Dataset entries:
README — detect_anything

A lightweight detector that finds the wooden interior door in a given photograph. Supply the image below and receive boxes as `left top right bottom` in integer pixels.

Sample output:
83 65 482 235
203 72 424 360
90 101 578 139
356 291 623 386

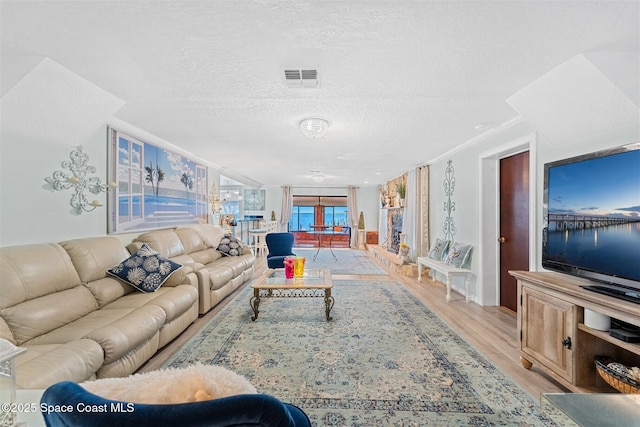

• **WHAT THE TASK REQUIRES**
Every record above must be given again exactly; drop the pictures.

• **RESPONSE AREA**
README — detect_anything

A lightweight detector that finds the wooden interior door in a given photograph. Supply the image below and receive boxes as `left top right bottom` in integer pixels.

Sample output:
83 65 482 235
203 72 424 360
90 101 578 139
356 291 623 386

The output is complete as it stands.